### [What is needed]
Repeat every line below exactly as it reads.

>> BEGIN Given data

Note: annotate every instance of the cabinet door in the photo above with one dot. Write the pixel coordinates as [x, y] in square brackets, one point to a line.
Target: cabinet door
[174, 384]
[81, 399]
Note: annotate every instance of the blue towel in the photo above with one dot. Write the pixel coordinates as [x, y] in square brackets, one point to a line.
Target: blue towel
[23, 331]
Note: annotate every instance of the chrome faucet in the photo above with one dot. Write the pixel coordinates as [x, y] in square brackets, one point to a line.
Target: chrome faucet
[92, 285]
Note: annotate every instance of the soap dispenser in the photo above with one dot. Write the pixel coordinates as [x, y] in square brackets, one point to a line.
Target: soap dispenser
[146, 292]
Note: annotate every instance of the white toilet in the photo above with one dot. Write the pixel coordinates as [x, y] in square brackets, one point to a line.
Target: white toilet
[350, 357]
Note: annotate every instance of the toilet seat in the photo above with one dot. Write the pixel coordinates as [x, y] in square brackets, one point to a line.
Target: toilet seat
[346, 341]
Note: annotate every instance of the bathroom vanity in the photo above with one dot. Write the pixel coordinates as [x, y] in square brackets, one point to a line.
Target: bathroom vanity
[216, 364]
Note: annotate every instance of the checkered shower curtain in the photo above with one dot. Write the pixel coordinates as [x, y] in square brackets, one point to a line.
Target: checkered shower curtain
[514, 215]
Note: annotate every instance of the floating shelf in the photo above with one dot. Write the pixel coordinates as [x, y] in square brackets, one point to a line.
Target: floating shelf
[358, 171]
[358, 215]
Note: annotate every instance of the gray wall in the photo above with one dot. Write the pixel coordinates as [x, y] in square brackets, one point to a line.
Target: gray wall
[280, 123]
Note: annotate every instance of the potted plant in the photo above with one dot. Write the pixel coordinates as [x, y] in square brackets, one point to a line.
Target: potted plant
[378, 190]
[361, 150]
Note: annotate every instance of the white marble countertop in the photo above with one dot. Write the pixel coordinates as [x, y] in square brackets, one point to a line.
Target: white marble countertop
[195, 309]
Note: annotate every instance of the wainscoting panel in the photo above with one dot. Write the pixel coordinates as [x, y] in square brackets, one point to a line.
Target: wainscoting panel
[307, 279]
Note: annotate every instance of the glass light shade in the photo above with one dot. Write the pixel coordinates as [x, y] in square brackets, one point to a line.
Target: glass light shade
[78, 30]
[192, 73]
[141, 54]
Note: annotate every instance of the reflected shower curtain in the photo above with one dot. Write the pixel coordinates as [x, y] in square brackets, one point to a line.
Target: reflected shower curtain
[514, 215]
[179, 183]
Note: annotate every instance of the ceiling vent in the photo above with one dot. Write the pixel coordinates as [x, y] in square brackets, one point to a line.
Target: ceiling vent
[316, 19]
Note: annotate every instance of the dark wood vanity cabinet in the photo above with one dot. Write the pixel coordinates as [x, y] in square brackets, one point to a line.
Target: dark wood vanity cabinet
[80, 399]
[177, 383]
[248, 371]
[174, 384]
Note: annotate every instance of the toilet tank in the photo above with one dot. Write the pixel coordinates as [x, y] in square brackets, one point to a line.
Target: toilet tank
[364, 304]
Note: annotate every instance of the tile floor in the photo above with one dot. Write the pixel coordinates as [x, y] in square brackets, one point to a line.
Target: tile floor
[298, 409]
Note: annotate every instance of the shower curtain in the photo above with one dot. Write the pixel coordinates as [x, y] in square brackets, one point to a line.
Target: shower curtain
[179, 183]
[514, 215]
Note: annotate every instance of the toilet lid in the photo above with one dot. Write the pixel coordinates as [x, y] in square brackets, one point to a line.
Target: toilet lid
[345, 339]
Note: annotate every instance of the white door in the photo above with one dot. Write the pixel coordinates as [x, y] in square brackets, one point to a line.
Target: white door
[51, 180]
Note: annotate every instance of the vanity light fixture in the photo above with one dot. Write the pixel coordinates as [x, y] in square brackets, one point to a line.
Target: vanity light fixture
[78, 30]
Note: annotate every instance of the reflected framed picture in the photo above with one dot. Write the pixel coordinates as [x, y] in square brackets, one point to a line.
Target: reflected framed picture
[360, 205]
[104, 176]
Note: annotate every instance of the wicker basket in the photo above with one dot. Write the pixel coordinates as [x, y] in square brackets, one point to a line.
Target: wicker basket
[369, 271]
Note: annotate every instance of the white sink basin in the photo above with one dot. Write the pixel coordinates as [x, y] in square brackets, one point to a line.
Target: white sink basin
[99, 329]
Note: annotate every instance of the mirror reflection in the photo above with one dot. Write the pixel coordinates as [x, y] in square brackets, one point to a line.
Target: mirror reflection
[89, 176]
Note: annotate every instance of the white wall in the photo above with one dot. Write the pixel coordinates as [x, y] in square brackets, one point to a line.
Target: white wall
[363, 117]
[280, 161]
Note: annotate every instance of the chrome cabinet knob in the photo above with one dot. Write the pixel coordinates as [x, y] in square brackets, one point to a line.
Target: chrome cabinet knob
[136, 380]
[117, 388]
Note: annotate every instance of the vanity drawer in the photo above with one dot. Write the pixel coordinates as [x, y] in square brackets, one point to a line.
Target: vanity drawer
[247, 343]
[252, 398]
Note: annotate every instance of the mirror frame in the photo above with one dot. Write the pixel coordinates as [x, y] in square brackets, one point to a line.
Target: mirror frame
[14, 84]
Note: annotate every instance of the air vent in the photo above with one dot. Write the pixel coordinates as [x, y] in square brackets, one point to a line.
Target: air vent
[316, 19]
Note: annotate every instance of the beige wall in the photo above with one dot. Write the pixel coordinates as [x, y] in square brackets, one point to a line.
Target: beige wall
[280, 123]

>> END Given data

### [Response to the exercise]
Note: annotate every instance of the cabinet door in the photo above with one dot. Write the pixel coordinates as [x, y] in square brackets, one point to a line.
Target: cabinet door
[174, 384]
[81, 399]
Note: annotate every instance of the blue towel in the photo above with one dot. Write the pixel coordinates as [x, y] in square brackets, one point to a line.
Target: blue towel
[23, 331]
Note: annotate every instance of the chrome faucet in the photo above with one dot. Write the pixel coordinates as [x, y] in square brackets, one point to a line.
Target: chrome faucet
[92, 285]
Note: annotate every instance of the soap dispenser in the photo above with one dot. Write the pixel coordinates as [x, y] in square brackets, one point to a line.
Target: soap dispenser
[146, 292]
Note: annotate every instance of the white toilet in the photo above with one dot. Write the pixel coordinates as [x, y] in square brackets, one point to a line.
Target: white toilet
[350, 357]
Note: annotate every instance of the toilet seat in the photo above with one dot. Write the pixel coordinates as [x, y] in square brackets, one point to a line.
Target: toilet seat
[346, 341]
Note: annotate every instance of the bathroom vanity in the photo above with one dot. Write the pixel coordinates as [x, y] in square brackets, one point to a line.
Target: bathroom vanity
[216, 364]
Note: annotate every instance of the checkered shower curtain in the photo above with one dot. Write the pixel coordinates as [x, y] in square brackets, one point to a line.
Target: checkered shower curtain
[514, 215]
Note: annotate every instance of the floating shelf in the photo above with one dot. Write the pixel coordinates as [x, y] in square brackets, one point to a line.
Target: floating shelf
[358, 171]
[358, 215]
Note: annotate every instance of the gray wall in the photo above with one dot. Write the pixel coordinates as [x, y] in square brackets, one point to a line.
Target: gray wall
[280, 123]
Note: annotate every instance of the potted plant in the photo above with one dot. Write the pixel coordinates as [x, y] in square brackets, one point to a line.
Target: potted plant
[378, 190]
[361, 150]
Note: annotate every instance of the white marble countertop in the photo above with one dot. Write the pixel coordinates as [x, y] in square brackets, one point to a line.
Target: white marble countertop
[195, 309]
Note: annotate every instance of the wainscoting panel in the photo above with one dot. Write the pixel coordinates as [x, y] in square brackets, one point to a line.
Target: wainscoting panel
[307, 279]
Note: annotate every instance of the glass light shade in the photo above with one dot. Write the pixel coordinates as [x, y] in square brackets, one point to a line.
Target: glass light shade
[78, 30]
[192, 73]
[141, 54]
Note: annotate every instance of the reflected shower curtain in the photo above with one dot. Write the pixel coordinates as [x, y] in square brackets, one point to a line.
Target: reflected shower curtain
[514, 215]
[179, 183]
Note: annotate every instance of the ceiling vent in the photo above with one dot. Write the pixel coordinates as [x, y] in square brackets, one point to a line.
Target: ceiling vent
[316, 19]
Note: annotate every instance of the dark wood vanity cabinet in the photo above with one dot. Write the pixel coordinates as [x, y] in square brackets, one point to a line.
Target: dark wood vanity cabinet
[80, 399]
[177, 383]
[248, 371]
[174, 384]
Note: annotate every instance of the toilet tank in the photo above with one dot. Write the pixel coordinates as [x, y] in square brackets, one point to a line.
Target: toilet tank
[364, 304]
Note: annotate every instance of the tile floor in the photo above with one dot. Write the pixel coordinates as [x, y] in square brackets, one point to a line.
Target: tile floor
[298, 409]
Note: annotate every instance of the shower curtain in the photo above with one dot. Write the pixel coordinates as [x, y] in square brackets, one point to a line.
Target: shower curtain
[179, 183]
[514, 215]
Note: annotate every instance of the toilet lid in the photo above with one dot. Write the pixel coordinates as [x, y] in square brackets, one point to a line.
Target: toilet lid
[345, 339]
Note: annotate every instance of the white door in the photo above with one dot. Write the pixel coordinates as [x, y] in square brackets, one point to a line.
Target: white door
[51, 180]
Note: annotate every instance of the vanity light fixture in the photo above with one dot. Write the pixel coordinates as [x, y] in square brackets, one point to a line.
Target: vanity light fixture
[78, 30]
Note: annotate every instance of the reflected framed picture in the photo above with one dot. Write the pixel coordinates as [x, y] in square brackets, one point to a line.
Target: reflected framed picture
[360, 205]
[104, 176]
Note: annotate every instance of the wicker basket in the photo above with one dot. Write the pixel coordinates as [x, y] in square brackets, one point to a line.
Target: wicker basket
[369, 271]
Note: annotate every instance of the white sink basin in the photo above with one dot. Write the pixel coordinates as [x, y] in square brackets, one point to a line.
Target: white sink basin
[99, 329]
Note: annotate every instance of the mirror reflection in the photo above with one dot. Write the pixel coordinates as [x, y] in square brackets, one point to a line.
Target: mirror reflection
[89, 176]
Note: annotate every instance of the white wall in the photo above with one dot. Write the pixel coordinates as [x, y] in square brackets, one point to a line.
Target: white wall
[363, 117]
[280, 161]
Note: annotate every instance of the chrome cabinet knob in the photo above with one dot. Write the pixel coordinates as [x, y] in square brackets, one point to a line.
Target: chrome cabinet knob
[136, 380]
[117, 388]
Note: annotate every instance of the vanity drawer in the photo above with one dot. Write the pixel coordinates as [x, y] in square brackets, one point to a line.
Target: vanity drawer
[247, 343]
[252, 398]
Note: annotate every instance of the mirror frame in the photo above with one dot. Write the pixel coordinates as [x, y] in square brackets, one point to a line.
Target: mirror frame
[14, 84]
Note: annotate every instance of the air vent in the photo above with one dot. Write the pixel coordinates as [x, y] in square brackets, one point to a line.
Target: air vent
[316, 19]
Note: annotate every instance of the beige wall in the photo above with one dot. Write the pixel coordinates as [x, y] in square brackets, one point to a line.
Target: beige wall
[280, 123]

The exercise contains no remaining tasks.